** Start Records for this exercise **

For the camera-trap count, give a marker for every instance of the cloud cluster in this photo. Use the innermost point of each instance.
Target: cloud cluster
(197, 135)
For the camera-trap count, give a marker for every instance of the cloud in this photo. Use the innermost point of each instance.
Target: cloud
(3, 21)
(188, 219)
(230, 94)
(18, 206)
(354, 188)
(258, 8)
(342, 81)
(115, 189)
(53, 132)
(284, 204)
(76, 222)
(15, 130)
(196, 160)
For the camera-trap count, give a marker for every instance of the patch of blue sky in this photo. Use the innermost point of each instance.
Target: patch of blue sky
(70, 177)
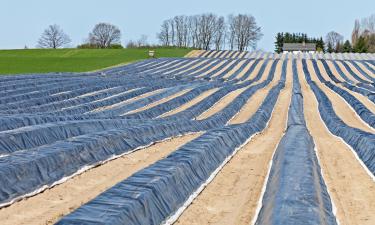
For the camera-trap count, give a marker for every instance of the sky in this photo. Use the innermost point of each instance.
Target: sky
(22, 21)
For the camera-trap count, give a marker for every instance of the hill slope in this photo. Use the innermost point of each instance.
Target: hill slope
(74, 60)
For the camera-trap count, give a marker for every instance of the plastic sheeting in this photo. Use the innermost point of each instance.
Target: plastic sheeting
(155, 193)
(54, 150)
(295, 191)
(362, 142)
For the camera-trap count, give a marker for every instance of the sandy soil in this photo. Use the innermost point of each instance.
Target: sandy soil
(47, 207)
(202, 68)
(232, 197)
(256, 100)
(161, 67)
(342, 109)
(336, 73)
(256, 70)
(221, 104)
(360, 97)
(355, 70)
(193, 67)
(145, 95)
(237, 67)
(186, 66)
(223, 69)
(160, 101)
(213, 68)
(350, 187)
(345, 71)
(190, 103)
(364, 68)
(247, 67)
(372, 66)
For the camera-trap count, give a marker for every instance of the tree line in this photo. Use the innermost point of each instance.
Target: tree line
(103, 35)
(287, 37)
(362, 39)
(209, 31)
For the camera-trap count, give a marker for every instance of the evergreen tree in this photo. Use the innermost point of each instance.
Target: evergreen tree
(329, 47)
(279, 43)
(361, 45)
(320, 46)
(347, 47)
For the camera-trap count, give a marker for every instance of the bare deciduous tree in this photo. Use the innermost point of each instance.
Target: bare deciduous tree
(220, 30)
(104, 35)
(53, 37)
(244, 32)
(335, 40)
(355, 32)
(165, 33)
(206, 31)
(142, 41)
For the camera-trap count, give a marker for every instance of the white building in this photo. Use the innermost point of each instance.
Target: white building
(299, 47)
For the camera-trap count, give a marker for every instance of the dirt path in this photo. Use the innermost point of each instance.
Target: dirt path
(185, 66)
(221, 104)
(213, 68)
(232, 197)
(248, 109)
(193, 67)
(364, 68)
(342, 109)
(190, 103)
(256, 70)
(247, 67)
(350, 187)
(48, 206)
(346, 72)
(223, 69)
(334, 72)
(361, 98)
(119, 104)
(160, 101)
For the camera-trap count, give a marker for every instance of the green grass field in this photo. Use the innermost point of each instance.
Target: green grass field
(74, 60)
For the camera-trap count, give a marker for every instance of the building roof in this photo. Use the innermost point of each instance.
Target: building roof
(299, 47)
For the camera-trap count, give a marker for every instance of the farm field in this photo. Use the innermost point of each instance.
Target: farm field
(74, 60)
(216, 137)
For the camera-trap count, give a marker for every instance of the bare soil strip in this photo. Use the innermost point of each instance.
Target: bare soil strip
(256, 100)
(237, 67)
(213, 68)
(350, 187)
(221, 104)
(356, 71)
(145, 95)
(190, 103)
(223, 69)
(247, 67)
(232, 197)
(364, 68)
(185, 66)
(50, 205)
(256, 70)
(202, 68)
(192, 67)
(346, 72)
(334, 71)
(361, 98)
(159, 102)
(341, 107)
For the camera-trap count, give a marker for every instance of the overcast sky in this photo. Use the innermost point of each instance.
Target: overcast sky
(22, 21)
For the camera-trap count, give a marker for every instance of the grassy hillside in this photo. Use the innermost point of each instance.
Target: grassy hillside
(74, 60)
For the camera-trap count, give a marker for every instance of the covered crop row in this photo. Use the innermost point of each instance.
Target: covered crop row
(53, 151)
(362, 142)
(156, 193)
(295, 189)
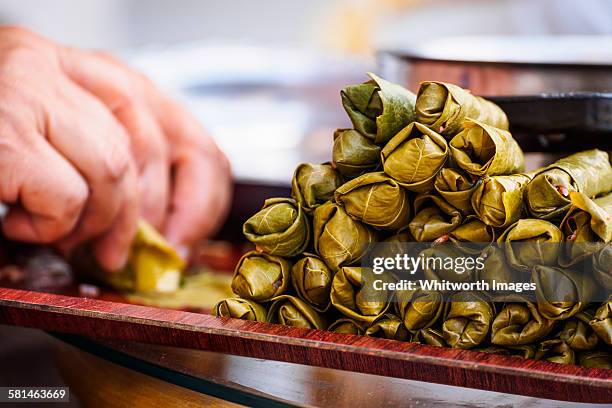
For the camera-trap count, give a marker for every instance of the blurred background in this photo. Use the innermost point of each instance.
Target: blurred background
(264, 76)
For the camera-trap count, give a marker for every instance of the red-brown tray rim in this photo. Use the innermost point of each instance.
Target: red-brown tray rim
(111, 320)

** End Records for this exercise **

Without the pictures, output the full listing exactly as it stands.

=== Answer to this exercise ===
For the camera-trap count, give a marker for every instance of the cloud cluster in this photo. Use the innermost point of each instance.
Target: cloud cluster
(197, 135)
For the camera-trap count, give a marker for every instance of the cloud in this photo. Use the innermost point of each instance.
Target: cloud
(3, 21)
(188, 219)
(230, 94)
(18, 206)
(354, 188)
(258, 8)
(342, 81)
(115, 189)
(53, 132)
(284, 204)
(76, 222)
(15, 130)
(196, 160)
For the camera-trap count, give a marker for every instance of the patch of blue sky in this photo. Use the innermost point of each instance.
Target: patch of blue sky
(70, 177)
For the camera-trap count, give a marker for every instance of the sky in this photo. Use the innermost point of each instance.
Target: sky
(22, 21)
For the camera-trap count, give a marker for every instance of the hill slope in this photo. Use the innermost point of each instance.
Target: hill slope
(74, 60)
For the camera-trap count, give a marker for every instance of the plastic sheeting in this photo. Use the innermost point of each instance.
Target: plastic sheeting
(155, 193)
(54, 150)
(295, 191)
(362, 142)
For the camera-trap count, give a marker for every instance of the sandy soil in this photo. Use the innermost point of each instance.
Target: sandy soil
(47, 207)
(202, 68)
(232, 197)
(256, 100)
(161, 67)
(342, 109)
(336, 73)
(256, 70)
(221, 104)
(360, 97)
(355, 70)
(193, 67)
(145, 95)
(237, 67)
(186, 66)
(223, 69)
(160, 101)
(213, 68)
(350, 187)
(345, 71)
(190, 103)
(364, 68)
(247, 67)
(372, 66)
For the camera-trap count, give a marker for every instance of the tree line in this photo. Use the innermost point of each instance.
Target: tree line
(103, 35)
(287, 37)
(362, 39)
(209, 31)
For the camera-trap count, give a marker for every instance of the evergreen tree in this photo. Use the innermost point of each instance.
Target: evergreen tree
(329, 47)
(279, 43)
(361, 45)
(320, 46)
(347, 47)
For the camera-trap count, give a marker for every instance of the bare deciduous tree in this photo. Use the innermost point of each instance.
Target: bare deciduous tree
(220, 30)
(104, 35)
(53, 37)
(244, 32)
(335, 40)
(355, 32)
(165, 33)
(206, 31)
(142, 41)
For the camera-trap count, give a marker for every instance of the white building in this photo. Use the innermost point of each instance.
Target: white building
(299, 47)
For the camera-trap count, give a marker for every instance of the dirt path in this photo. Use the innermost point of each instance.
Target: dirt path
(185, 66)
(221, 104)
(213, 68)
(232, 197)
(248, 109)
(193, 67)
(364, 68)
(342, 109)
(190, 103)
(256, 70)
(247, 67)
(350, 187)
(48, 206)
(346, 72)
(223, 69)
(334, 72)
(361, 98)
(119, 104)
(160, 101)
For the camera-trap count, give a marker for every instance of the green grass field in this photo. Use the innermost point of each instance.
Target: green grass field
(74, 60)
For the camera-trap count, give a marker for every instance of the building roof in this photo. Use the innermost point of each instance.
Target: building roof
(299, 47)
For the camera-trap count, give a marker for every instance of the farm field in this photo. Use the innermost point of each instance.
Target: farm field
(74, 60)
(216, 137)
For the camera-trap count, give a marker for every instance of the bare soil strip in this photo. Use the innermost point of each instance.
Target: bare soil strip
(256, 100)
(237, 67)
(213, 68)
(350, 187)
(221, 104)
(356, 71)
(145, 95)
(190, 103)
(223, 69)
(247, 67)
(232, 197)
(364, 68)
(185, 66)
(50, 205)
(256, 70)
(202, 68)
(192, 67)
(346, 72)
(334, 71)
(361, 98)
(159, 102)
(341, 107)
For the camera-trap count, give a marker for every instance of the overcast sky in this photo. Use the innermost point of each instance.
Target: overcast sky
(22, 21)
For the camera-trap count, give a marker for every instance of the grassy hillside in this photo. Use the innermost point of each instance.
Target: grassy hillside
(74, 60)
For the camera-trap count, give a marker for every instance of the covered crop row in this photo. Use the innermost point of each instance.
Target: covered crop row
(53, 151)
(362, 142)
(156, 193)
(295, 189)
For the camera-trap count, give a marker for every instance of the blurred background in this photo. Use the innermost point of each instance.
Target: blurred background
(264, 76)
For the camera-trap count, give a marker for every instance of the red-brown tray rim in this photo. Use the innermost point of each instance.
Target: red-brown tray rim
(111, 320)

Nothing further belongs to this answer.